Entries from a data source
☆ ☆ ☆ ☆ ☆
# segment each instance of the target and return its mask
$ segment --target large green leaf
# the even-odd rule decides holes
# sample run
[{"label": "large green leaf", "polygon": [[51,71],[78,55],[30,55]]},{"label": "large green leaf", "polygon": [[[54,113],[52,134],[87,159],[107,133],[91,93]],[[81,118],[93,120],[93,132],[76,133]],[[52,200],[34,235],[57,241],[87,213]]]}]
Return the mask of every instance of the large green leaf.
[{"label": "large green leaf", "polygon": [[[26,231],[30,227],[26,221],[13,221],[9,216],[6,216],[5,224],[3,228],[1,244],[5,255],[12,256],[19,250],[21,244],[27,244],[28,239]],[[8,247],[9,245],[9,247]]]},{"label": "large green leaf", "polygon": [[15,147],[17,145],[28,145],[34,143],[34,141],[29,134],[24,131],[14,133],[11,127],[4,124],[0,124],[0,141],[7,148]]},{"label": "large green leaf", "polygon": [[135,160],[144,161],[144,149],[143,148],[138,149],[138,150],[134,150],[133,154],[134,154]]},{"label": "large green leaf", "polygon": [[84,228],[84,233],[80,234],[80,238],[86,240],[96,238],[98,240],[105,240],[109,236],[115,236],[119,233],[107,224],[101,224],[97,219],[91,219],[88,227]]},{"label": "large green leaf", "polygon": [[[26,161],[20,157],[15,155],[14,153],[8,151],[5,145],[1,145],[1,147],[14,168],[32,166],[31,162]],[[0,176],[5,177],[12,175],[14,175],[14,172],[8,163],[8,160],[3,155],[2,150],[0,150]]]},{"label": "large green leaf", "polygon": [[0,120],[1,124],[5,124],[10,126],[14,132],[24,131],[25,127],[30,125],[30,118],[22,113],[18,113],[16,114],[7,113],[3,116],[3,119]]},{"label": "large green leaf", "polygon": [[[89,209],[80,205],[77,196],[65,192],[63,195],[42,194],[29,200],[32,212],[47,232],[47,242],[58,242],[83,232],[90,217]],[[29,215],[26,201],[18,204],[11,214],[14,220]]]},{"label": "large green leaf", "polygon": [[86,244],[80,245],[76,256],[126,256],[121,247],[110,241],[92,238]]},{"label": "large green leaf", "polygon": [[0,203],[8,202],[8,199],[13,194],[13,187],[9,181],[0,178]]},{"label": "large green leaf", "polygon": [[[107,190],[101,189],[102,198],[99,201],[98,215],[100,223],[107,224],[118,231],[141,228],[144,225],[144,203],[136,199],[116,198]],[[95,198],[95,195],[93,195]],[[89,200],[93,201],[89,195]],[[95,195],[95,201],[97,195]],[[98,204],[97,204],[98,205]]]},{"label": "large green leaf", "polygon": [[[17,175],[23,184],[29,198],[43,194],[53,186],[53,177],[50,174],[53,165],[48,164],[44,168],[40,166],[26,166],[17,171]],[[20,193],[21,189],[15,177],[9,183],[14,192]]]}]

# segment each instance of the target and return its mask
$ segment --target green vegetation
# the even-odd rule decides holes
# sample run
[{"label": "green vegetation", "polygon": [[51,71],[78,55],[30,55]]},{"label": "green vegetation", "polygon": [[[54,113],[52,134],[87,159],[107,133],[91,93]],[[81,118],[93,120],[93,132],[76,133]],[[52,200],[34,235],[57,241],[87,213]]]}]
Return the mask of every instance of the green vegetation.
☆ ☆ ☆ ☆ ☆
#### Task to carry out
Reproduce every one of the entries above line for line, without changing a single character.

#### Completed task
# segment each instance of the target and return its mask
$ segment --target large green leaf
# the even-odd rule decides holes
# sample run
[{"label": "large green leaf", "polygon": [[51,71],[78,55],[30,55]]},{"label": "large green leaf", "polygon": [[[54,113],[52,134],[87,159],[107,133],[91,93]],[[81,118],[93,120],[93,132],[76,133]],[[52,200],[34,235],[57,241],[87,213]]]}]
Return the mask of every instance of the large green leaf.
[{"label": "large green leaf", "polygon": [[[26,231],[30,227],[26,221],[13,221],[9,216],[6,216],[5,224],[3,228],[1,244],[5,255],[12,256],[19,250],[21,244],[27,244],[28,239]],[[8,247],[9,245],[9,247]]]},{"label": "large green leaf", "polygon": [[15,147],[17,145],[28,145],[34,143],[34,141],[29,134],[24,131],[14,133],[11,127],[4,124],[0,124],[0,141],[7,148]]},{"label": "large green leaf", "polygon": [[135,160],[144,161],[144,149],[143,148],[138,149],[138,150],[134,150],[133,154],[134,154]]},{"label": "large green leaf", "polygon": [[84,228],[84,233],[80,234],[80,238],[86,240],[96,238],[98,240],[105,240],[109,236],[115,236],[119,233],[107,224],[101,224],[97,219],[91,219],[88,227]]},{"label": "large green leaf", "polygon": [[[26,161],[20,157],[15,155],[14,153],[8,151],[5,145],[1,145],[1,147],[14,168],[32,166],[31,162]],[[0,176],[5,177],[12,175],[14,175],[14,172],[8,163],[8,160],[3,155],[2,150],[0,150]]]},{"label": "large green leaf", "polygon": [[0,120],[1,124],[5,124],[10,126],[14,132],[24,131],[25,127],[30,125],[30,118],[22,113],[18,113],[16,114],[7,113],[3,116],[3,119]]},{"label": "large green leaf", "polygon": [[[89,209],[80,205],[77,196],[65,192],[63,195],[42,194],[29,200],[32,212],[47,232],[47,242],[58,242],[83,232],[90,217]],[[29,215],[26,201],[18,204],[11,214],[14,220]]]},{"label": "large green leaf", "polygon": [[86,244],[80,245],[76,256],[126,256],[121,247],[110,241],[92,238]]},{"label": "large green leaf", "polygon": [[0,203],[8,202],[8,199],[13,194],[13,187],[9,181],[0,178]]},{"label": "large green leaf", "polygon": [[[107,190],[101,189],[102,198],[99,201],[98,215],[100,223],[107,224],[118,231],[141,228],[144,225],[144,203],[136,199],[116,198]],[[95,198],[95,195],[93,195]],[[89,200],[93,201],[89,195]],[[95,195],[95,201],[97,195]],[[98,204],[97,204],[98,205]]]},{"label": "large green leaf", "polygon": [[[17,175],[23,184],[29,198],[43,194],[53,186],[53,177],[50,174],[53,165],[48,164],[44,168],[40,166],[26,166],[17,171]],[[20,193],[21,189],[15,177],[9,183],[14,192]]]}]

# segment each instance of the target and return its mask
$ segment --target green vegetation
# the even-odd rule decides holes
# sample run
[{"label": "green vegetation", "polygon": [[51,71],[78,55],[30,55]]},{"label": "green vegetation", "polygon": [[[54,113],[52,134],[87,159],[107,133],[91,93]],[[81,118],[93,120],[93,132],[76,133]],[[52,200],[34,235],[57,241],[87,213]]]}]
Return the mask of every instance of the green vegetation.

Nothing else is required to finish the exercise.